= Metacognitions questionnaire =

Self-report on metacognitive beliefs

The metacognitions questionnaire is a self-report scale assessing different dimensions of metacognitive beliefs (beliefs about thinking). Examples of metacognitive beliefs are; "Worry is uncontrollable", "I have little confidence in my memory for words and names", and "I am constantly aware of my thinking". The development of the questionnaire was informed by the Self-Regulatory Executive Function model (Wells & Matthews, 1994) which is the metacognitive model and theory of psychological disorder. This model is the foundation for metacognitive therapy developed by Adrian Wells (see e.g. Wells, 2009).

There are two versions of the metacognitions questionnaire.

1. The Metacognitions questionnaire (MCQ) first developed by Sam Cartwright-Hatton and Adrian Wells (1997), consist of 65 items and has a five-factor structure: 1) Positive worry beliefs, 2) Beliefs about uncontrollability and danger of worry, 3) Meta-cognitive efficiency, 4) General negative beliefs, and 5) Cognitive self-consciousness. Responses are required on a four-point scale ranging from 1 (do not agree) to 4 (agree very much), high scores reflect more reported problems with the item in question.

* _Saved entries_
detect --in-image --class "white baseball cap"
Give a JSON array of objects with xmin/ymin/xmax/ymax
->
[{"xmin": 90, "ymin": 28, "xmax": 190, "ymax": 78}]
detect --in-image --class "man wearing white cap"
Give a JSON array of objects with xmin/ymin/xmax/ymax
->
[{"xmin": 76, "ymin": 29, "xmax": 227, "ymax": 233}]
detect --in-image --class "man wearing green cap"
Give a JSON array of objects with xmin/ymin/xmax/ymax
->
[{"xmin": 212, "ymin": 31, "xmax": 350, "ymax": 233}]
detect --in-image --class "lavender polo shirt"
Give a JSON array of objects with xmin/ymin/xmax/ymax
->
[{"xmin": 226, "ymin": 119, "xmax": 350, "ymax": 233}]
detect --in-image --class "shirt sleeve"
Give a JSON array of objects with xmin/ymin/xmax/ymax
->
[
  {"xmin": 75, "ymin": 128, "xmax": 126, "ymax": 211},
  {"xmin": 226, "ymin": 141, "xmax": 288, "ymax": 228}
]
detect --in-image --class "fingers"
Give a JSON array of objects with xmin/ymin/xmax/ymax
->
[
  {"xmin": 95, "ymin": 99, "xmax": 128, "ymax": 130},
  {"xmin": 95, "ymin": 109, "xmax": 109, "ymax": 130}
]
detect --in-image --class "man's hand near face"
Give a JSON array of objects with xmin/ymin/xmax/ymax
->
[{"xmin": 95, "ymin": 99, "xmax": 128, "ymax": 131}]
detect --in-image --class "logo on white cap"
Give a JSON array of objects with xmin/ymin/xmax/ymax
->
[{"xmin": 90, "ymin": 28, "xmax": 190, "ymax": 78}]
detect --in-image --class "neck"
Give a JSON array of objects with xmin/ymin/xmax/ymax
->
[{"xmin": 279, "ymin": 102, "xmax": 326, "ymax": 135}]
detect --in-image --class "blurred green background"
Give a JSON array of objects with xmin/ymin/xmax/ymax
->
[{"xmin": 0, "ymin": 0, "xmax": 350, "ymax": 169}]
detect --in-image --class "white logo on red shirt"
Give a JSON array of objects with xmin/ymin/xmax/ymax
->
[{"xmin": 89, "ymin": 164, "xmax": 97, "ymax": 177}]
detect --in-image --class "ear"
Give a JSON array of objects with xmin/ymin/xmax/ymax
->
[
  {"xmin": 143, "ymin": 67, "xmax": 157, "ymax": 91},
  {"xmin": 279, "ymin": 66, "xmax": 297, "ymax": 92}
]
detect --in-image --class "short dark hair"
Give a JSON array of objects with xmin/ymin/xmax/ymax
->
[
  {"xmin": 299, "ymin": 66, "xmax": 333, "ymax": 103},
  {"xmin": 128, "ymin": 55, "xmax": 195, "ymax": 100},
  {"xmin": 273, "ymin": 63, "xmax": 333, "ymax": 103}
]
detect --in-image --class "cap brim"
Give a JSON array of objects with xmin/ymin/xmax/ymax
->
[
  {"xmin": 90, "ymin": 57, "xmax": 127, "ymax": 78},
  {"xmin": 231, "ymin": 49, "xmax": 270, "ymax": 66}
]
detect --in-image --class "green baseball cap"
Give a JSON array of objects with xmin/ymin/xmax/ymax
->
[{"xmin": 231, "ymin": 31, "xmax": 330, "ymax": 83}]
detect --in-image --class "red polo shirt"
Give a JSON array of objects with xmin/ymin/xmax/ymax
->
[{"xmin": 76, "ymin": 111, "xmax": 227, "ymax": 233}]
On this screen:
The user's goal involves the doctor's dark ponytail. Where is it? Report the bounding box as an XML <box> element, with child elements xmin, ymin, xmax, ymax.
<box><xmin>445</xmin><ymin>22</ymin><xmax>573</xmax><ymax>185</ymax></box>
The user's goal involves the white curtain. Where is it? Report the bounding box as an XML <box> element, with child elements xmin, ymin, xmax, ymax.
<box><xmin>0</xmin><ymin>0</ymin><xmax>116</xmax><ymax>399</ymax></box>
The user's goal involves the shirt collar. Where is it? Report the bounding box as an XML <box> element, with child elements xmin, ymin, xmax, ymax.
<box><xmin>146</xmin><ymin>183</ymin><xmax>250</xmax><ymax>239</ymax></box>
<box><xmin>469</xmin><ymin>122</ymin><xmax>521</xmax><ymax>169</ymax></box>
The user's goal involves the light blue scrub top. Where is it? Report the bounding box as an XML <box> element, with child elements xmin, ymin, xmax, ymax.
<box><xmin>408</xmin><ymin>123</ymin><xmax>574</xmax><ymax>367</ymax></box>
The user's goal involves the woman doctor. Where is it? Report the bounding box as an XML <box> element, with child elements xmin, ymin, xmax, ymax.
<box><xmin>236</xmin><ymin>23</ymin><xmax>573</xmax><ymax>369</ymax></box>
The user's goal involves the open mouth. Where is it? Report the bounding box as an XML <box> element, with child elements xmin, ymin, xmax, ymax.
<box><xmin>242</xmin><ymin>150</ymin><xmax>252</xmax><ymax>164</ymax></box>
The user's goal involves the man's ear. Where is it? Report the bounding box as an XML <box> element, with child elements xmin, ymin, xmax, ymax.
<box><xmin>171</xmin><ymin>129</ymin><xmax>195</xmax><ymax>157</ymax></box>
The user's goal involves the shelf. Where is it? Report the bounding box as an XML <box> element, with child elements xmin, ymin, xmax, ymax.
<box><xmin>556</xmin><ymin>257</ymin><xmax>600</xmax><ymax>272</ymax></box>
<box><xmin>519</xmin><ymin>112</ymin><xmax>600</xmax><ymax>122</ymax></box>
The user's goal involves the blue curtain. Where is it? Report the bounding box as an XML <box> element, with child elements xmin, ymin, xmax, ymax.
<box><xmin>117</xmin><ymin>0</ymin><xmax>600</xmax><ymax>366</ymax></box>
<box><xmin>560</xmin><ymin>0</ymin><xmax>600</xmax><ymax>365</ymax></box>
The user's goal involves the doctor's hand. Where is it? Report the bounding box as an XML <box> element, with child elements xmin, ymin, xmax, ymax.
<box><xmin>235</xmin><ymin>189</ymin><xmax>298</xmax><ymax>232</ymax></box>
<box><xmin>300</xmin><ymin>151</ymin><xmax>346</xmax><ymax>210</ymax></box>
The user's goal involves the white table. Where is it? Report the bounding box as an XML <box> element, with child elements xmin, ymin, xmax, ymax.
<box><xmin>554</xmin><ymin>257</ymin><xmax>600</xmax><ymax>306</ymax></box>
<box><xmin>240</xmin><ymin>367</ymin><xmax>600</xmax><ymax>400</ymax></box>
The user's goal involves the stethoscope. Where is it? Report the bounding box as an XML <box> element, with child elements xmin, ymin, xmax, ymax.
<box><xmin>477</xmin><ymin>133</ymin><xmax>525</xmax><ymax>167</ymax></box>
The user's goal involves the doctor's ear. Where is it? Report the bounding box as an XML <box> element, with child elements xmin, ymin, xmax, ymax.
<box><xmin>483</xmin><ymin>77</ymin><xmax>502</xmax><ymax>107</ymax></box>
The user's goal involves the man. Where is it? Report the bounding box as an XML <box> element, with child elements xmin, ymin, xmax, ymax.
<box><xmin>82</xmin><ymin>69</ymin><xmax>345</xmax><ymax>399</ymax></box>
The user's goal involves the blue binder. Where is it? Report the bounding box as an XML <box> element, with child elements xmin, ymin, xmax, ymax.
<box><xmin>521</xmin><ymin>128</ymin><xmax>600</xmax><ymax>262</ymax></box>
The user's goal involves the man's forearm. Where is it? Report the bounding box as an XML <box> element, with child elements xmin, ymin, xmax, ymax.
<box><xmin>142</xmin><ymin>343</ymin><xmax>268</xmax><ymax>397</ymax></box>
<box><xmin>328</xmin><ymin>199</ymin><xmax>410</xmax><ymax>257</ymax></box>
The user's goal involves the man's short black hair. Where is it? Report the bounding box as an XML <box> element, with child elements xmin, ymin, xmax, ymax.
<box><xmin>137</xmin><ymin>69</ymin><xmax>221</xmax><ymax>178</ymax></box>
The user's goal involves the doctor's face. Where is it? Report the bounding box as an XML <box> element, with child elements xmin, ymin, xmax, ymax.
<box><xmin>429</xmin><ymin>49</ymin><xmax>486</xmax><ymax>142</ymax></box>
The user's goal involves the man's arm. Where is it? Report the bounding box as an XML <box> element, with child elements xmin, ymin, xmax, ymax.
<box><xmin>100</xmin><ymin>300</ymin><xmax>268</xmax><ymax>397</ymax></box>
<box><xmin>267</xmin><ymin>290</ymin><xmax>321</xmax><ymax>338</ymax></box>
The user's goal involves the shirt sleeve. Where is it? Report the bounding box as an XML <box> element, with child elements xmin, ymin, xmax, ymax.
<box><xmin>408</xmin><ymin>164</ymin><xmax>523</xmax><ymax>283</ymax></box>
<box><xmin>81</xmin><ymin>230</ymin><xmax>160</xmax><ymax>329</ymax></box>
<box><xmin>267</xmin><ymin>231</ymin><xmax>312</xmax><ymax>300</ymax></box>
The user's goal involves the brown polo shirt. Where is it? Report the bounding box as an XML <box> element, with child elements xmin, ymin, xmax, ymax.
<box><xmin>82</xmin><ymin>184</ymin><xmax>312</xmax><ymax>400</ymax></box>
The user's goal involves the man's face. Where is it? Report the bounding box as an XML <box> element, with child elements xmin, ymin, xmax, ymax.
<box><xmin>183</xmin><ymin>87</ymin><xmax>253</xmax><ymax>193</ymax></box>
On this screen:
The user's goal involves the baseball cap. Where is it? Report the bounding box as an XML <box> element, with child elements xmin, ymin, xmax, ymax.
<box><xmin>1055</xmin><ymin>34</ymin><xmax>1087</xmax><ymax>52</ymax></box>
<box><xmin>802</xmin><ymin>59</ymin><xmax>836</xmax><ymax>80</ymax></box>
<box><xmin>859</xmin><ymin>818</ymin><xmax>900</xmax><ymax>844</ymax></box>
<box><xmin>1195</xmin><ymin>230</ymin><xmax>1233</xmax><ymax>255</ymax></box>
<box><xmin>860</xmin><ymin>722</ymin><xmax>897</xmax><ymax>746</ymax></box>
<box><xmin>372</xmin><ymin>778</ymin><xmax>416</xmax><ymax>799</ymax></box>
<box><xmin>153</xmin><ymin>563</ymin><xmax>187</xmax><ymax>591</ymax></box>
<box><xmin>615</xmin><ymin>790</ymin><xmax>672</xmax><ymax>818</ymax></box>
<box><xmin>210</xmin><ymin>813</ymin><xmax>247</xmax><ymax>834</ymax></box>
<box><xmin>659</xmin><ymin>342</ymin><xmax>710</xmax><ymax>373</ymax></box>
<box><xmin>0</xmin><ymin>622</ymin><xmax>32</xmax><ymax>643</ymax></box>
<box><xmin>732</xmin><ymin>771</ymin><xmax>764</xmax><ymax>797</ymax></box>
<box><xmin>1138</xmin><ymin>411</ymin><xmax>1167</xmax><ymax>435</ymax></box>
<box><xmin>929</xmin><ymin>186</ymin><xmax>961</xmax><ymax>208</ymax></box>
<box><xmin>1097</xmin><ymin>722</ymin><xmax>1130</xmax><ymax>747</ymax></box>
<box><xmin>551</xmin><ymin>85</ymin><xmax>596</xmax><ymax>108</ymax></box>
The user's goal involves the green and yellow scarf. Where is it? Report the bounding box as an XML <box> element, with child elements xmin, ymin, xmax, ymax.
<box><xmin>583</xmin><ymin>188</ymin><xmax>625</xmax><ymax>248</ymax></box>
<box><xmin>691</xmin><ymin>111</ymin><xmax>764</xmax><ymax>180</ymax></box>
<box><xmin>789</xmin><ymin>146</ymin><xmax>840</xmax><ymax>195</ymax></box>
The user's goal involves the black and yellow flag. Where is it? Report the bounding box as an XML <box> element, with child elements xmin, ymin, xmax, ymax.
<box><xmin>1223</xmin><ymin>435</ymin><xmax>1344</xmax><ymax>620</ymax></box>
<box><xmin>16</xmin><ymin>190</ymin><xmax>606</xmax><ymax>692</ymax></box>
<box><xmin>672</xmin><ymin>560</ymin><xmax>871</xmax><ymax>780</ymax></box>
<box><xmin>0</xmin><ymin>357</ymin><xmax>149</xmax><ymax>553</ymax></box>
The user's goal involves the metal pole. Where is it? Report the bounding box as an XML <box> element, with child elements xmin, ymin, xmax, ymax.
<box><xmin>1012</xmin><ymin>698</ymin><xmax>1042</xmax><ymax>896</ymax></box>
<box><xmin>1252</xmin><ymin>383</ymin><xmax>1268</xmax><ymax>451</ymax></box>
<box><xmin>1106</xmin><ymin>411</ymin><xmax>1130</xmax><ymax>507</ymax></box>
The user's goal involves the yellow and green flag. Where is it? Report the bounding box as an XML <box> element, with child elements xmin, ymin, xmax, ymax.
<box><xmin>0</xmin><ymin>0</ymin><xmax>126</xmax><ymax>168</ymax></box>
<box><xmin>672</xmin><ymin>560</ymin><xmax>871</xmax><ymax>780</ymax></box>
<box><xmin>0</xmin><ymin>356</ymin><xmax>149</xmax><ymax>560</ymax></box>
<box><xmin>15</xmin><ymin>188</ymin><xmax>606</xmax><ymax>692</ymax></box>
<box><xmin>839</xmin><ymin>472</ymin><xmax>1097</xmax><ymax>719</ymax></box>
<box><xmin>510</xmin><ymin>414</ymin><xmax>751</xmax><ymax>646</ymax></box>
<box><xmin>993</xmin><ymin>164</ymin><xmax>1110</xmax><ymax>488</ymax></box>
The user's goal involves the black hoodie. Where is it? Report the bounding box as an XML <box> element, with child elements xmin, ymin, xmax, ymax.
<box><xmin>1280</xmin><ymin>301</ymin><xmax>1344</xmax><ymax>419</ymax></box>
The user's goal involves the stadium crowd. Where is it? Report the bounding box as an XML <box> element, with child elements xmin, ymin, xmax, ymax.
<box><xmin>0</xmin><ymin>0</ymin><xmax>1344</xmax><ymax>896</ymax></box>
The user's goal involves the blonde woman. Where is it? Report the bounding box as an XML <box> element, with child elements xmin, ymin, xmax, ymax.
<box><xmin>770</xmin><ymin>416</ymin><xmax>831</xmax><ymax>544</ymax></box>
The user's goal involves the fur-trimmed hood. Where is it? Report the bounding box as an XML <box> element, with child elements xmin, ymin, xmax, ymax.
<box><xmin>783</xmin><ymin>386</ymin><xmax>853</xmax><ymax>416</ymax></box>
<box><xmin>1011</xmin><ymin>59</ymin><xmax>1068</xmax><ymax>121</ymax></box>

* _Exercise objective_
Take the text on the metacognitions questionnaire further, continuing from its last sentence. The records were taken from a different source than the text.

* _Answer for this exercise_
2. The Metacognitions questionnaire 30 (MCQ-30; Wells & Cartwright-Hatton, 2004) is a 30-item version of the MCQ consisting of the same five-factor structure, but the subcategories were renamed: 1) positive beliefs about worry; 2) negative beliefs about the controllability of thoughts and corresponding danger; 3) cognitive confidence; 4) negative beliefs about thoughts in general/need to control thoughts; and 5) cognitive self-consciousness. MCQ-30 uses the same four-point scale as MCQ.

These questionnaires have established reliability and validity, are widely used and have informed research on the importance of metacognitive beliefs and metacognitive knowledge in psychological disorders. They are elevated across psychological disorders. However, there is also evidence that more specific metacognitive beliefs exist in different disorders. Following this work several questionnaires have been developed to measure more disorder-specific metacognitive beliefs. E.g. Wells proposed that obsessive-compulsive disorder (OCD) is associated with a specific type of metacognitive belief concerning the dangerousness and significance of intrusive thoughts. These meta-beliefs are termed thought-fusion beliefs, and can be measured by the 14 item Thought Fusion Instrument (TFI; Wells, Gwilliam, & Cartwright-Hatton, 2001). There is an adolescent version of the MCQ that has been used in research on children (Cartwright-Hatton et al. 2004).